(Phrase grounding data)
==========

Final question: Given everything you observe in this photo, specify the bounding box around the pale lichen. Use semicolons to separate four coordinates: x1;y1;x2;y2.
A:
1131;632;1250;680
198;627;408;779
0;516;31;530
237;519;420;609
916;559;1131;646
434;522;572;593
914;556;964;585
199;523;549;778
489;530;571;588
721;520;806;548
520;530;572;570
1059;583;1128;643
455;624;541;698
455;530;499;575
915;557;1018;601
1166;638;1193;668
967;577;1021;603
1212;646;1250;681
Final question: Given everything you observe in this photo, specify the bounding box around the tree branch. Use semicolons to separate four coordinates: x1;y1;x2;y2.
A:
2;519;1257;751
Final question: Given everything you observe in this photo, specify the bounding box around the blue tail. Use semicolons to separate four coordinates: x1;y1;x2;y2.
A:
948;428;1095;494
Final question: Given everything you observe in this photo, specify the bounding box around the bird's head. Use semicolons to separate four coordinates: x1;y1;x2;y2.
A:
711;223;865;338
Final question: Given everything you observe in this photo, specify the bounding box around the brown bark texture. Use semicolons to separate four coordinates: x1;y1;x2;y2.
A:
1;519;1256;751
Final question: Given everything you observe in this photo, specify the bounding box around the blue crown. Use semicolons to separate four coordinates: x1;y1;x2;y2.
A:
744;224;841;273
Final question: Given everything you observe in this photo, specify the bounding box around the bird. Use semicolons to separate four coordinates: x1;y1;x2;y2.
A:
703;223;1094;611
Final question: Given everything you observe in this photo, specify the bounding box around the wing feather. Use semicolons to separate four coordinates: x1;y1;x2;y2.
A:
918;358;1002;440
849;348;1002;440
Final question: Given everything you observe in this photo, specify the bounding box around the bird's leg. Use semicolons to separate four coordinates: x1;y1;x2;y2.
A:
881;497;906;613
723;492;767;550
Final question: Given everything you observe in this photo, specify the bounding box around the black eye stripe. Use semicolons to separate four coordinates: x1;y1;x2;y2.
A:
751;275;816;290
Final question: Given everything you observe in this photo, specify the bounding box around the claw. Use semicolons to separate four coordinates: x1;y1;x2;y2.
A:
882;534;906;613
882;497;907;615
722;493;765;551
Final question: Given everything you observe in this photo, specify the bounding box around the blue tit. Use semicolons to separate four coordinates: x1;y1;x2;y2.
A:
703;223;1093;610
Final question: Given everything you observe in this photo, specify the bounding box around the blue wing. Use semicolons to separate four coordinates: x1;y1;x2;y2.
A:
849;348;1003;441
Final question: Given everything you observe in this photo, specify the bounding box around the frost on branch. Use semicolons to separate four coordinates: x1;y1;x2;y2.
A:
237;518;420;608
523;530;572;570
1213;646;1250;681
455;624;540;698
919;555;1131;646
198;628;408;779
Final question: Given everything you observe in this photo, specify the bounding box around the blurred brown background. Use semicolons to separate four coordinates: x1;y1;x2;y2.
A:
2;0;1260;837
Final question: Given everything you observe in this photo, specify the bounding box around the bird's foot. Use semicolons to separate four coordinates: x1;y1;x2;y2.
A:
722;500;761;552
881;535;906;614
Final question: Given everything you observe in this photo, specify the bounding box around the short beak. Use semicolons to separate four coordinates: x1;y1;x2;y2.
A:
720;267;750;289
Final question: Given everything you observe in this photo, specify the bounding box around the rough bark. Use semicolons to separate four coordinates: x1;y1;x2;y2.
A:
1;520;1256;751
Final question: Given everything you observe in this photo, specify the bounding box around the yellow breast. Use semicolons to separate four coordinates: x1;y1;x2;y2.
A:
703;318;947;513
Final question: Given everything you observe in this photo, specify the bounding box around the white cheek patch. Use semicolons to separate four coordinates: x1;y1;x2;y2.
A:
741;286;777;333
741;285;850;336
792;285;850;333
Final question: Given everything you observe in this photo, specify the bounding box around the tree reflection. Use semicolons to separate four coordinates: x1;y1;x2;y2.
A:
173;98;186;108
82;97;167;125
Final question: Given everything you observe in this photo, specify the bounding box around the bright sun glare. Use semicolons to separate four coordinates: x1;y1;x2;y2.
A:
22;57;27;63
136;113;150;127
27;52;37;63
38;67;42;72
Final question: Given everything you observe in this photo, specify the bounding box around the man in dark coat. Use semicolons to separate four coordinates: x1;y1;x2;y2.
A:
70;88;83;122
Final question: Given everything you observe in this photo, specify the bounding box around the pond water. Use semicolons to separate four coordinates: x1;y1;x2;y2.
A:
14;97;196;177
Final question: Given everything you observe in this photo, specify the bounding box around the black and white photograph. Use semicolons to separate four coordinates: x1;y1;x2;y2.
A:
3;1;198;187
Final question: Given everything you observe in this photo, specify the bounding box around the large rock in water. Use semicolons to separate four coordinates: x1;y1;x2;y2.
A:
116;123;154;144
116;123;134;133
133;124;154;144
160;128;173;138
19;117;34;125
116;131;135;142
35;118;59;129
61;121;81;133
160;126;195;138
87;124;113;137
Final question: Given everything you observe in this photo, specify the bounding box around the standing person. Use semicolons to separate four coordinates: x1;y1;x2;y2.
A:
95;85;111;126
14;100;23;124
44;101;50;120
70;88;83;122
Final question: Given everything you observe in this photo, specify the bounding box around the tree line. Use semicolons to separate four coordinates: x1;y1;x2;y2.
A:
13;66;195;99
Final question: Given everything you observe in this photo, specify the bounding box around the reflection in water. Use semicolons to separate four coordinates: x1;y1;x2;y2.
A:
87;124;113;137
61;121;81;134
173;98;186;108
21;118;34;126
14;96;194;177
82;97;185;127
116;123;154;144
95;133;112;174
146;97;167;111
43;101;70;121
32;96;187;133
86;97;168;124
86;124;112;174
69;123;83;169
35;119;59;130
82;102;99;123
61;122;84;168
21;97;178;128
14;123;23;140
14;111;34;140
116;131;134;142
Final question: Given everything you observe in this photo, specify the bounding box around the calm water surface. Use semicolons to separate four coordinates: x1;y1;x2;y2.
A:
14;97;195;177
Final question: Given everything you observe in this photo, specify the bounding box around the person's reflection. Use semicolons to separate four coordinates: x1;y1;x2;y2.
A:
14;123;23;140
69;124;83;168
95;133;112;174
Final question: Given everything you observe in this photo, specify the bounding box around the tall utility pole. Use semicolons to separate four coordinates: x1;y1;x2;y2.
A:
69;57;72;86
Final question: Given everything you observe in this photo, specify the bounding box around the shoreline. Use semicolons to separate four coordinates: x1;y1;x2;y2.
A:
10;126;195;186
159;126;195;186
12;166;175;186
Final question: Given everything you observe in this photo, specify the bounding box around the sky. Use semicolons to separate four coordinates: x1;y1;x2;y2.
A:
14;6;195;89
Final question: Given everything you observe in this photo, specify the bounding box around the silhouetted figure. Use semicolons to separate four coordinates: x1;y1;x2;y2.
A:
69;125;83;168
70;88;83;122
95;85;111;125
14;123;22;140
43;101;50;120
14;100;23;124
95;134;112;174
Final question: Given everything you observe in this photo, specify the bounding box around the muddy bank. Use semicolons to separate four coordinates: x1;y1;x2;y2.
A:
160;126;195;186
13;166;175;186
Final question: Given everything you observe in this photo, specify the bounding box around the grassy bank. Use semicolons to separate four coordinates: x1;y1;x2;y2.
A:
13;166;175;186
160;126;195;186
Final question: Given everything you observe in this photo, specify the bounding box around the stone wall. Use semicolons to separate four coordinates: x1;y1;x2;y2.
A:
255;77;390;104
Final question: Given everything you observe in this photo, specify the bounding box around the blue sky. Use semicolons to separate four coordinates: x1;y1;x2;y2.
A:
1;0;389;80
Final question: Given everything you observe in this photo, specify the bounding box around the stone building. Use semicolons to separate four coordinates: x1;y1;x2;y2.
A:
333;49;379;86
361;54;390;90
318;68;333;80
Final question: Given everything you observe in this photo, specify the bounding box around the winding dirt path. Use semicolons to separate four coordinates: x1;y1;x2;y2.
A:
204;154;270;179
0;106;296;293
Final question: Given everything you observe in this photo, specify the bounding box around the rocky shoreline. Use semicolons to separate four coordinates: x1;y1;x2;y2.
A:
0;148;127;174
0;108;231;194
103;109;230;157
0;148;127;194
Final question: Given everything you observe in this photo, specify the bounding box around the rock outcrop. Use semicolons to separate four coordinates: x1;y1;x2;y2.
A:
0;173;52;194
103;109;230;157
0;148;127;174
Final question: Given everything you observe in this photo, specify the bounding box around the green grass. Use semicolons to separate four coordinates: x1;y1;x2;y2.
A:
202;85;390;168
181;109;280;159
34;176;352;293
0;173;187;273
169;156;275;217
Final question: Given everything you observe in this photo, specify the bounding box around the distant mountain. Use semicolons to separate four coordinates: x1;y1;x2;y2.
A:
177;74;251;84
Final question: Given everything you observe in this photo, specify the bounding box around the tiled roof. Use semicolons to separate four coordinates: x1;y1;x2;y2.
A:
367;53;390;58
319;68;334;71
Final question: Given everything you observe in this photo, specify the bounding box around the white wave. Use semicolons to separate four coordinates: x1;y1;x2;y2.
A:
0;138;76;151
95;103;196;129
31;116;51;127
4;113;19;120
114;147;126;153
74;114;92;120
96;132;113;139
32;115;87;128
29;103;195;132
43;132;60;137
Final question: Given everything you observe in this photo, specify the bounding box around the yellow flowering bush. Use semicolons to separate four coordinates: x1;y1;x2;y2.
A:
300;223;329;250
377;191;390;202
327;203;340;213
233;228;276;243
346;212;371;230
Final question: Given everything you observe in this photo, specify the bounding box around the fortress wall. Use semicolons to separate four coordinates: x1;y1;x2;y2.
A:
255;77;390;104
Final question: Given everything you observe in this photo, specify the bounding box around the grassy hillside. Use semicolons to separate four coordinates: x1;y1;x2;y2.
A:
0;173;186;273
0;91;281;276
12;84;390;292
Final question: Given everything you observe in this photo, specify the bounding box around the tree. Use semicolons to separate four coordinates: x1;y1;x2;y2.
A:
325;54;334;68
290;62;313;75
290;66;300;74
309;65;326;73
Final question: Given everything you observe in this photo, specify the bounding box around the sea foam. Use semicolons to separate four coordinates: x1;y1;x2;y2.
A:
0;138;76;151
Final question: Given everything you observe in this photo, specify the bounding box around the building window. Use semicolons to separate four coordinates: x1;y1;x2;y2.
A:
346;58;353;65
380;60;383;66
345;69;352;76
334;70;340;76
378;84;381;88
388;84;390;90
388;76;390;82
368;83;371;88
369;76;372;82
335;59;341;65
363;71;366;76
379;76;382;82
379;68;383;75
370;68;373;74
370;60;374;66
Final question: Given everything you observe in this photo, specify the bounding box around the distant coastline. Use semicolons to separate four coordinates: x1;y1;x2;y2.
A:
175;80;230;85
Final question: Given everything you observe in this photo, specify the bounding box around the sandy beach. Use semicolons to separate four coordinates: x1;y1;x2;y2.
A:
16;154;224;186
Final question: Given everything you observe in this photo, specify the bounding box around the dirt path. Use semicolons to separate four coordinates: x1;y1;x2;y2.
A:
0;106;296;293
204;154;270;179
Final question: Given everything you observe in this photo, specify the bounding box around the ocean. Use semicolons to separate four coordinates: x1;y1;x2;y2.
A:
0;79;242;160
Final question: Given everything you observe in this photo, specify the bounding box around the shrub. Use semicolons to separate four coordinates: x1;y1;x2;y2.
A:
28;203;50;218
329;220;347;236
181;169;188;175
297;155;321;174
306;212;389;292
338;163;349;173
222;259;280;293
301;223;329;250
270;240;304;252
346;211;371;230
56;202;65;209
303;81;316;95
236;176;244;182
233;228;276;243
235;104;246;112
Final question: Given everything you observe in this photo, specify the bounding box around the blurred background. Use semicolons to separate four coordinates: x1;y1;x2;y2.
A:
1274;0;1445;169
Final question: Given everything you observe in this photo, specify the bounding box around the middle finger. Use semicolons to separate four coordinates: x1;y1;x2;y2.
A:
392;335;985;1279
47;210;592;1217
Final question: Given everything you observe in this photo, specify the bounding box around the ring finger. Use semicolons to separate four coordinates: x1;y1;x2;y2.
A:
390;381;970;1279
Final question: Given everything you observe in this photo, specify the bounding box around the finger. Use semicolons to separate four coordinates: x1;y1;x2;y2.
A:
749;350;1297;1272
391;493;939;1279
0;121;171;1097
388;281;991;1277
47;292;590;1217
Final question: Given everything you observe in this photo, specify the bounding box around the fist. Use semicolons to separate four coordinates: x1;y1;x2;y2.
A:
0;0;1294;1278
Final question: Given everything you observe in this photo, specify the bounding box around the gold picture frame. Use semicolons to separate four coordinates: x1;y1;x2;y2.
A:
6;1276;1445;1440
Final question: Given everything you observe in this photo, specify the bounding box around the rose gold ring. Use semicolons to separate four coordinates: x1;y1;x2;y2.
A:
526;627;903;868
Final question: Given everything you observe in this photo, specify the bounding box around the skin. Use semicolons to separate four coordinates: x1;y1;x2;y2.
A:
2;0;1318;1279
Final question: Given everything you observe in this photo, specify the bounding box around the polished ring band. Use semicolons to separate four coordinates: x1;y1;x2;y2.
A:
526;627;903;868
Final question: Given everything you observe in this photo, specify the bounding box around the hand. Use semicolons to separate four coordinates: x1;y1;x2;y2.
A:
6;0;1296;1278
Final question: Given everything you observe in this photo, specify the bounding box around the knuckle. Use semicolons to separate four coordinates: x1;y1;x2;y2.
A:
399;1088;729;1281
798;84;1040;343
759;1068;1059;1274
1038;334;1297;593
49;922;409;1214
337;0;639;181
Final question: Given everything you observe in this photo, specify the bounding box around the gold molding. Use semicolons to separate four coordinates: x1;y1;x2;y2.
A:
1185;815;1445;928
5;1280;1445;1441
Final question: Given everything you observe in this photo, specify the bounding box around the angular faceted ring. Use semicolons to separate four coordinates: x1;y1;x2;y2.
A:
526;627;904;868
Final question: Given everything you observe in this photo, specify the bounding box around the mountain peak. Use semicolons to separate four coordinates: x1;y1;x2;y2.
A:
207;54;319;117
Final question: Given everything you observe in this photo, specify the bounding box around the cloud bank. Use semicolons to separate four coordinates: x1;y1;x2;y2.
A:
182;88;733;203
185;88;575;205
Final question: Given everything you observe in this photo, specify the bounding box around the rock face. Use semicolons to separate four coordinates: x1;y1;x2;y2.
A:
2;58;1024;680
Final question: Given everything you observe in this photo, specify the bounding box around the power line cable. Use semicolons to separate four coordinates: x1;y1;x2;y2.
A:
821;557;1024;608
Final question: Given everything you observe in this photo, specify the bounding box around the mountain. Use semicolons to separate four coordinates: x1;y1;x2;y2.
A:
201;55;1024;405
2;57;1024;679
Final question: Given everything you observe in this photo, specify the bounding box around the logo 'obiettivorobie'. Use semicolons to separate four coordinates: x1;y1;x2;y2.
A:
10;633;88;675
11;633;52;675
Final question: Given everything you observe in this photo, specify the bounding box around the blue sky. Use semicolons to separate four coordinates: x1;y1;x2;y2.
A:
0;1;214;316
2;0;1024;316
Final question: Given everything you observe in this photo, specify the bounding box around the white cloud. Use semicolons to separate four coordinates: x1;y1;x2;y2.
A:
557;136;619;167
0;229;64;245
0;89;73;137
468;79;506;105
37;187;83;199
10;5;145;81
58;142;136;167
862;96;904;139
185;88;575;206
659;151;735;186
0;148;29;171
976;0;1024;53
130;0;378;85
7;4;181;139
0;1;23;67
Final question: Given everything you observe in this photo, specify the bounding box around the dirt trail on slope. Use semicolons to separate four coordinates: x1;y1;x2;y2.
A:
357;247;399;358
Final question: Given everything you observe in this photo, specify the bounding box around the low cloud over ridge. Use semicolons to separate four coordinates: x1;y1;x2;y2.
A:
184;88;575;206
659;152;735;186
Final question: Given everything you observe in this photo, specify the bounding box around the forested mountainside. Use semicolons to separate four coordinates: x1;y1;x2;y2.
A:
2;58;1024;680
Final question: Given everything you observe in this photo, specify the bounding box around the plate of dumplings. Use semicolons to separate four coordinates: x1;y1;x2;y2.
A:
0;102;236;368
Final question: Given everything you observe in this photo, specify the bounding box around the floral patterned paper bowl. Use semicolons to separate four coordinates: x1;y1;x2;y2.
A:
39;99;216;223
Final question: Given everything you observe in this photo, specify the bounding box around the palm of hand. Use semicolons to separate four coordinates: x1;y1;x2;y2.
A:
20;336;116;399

==========

Task – Report each line above that includes the string "branch".

Final answer –
Final question: Given everything you observe in this photo, specify the bounding box around the tree branch. Use semicolons to separate four coordinates: x1;y1;x2;y2.
Final question: Given everything you observe in this photo, specify the bounding box around the frost on branch. Use semicolons to separate four coordinates: x1;y1;x2;y2.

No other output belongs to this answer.